◆ **THE EXERCISE**: Render every line of the records below as a Markdown table with the columns Row and Text, numbering each line and skipping blank ones. Leave the pictures out of the table.

# # # #

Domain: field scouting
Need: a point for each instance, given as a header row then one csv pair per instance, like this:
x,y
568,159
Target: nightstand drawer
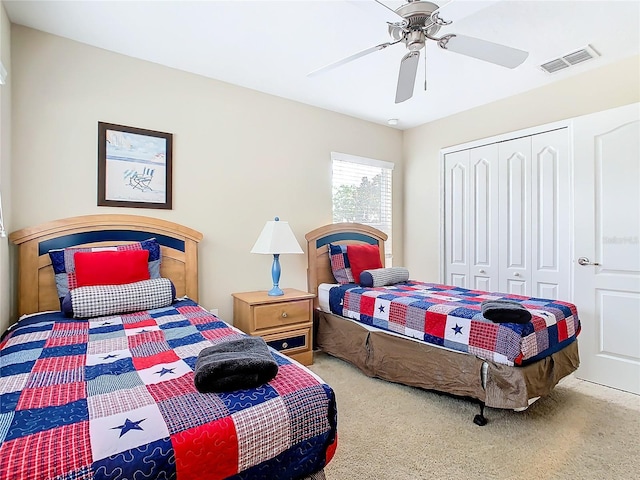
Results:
x,y
297,340
281,314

# # # #

◆ **CORRECT ANSWER**:
| Row | Text |
|---|---|
| 1 | Domain: field scouting |
| 2 | Need: a point for each instance, given as a header row then one csv pair per instance, like this: |
| 3 | x,y |
| 4 | 568,159 |
| 5 | Target: nightstand drawer |
| 6 | Results: |
| 7 | x,y |
| 8 | 297,340 |
| 9 | 281,314 |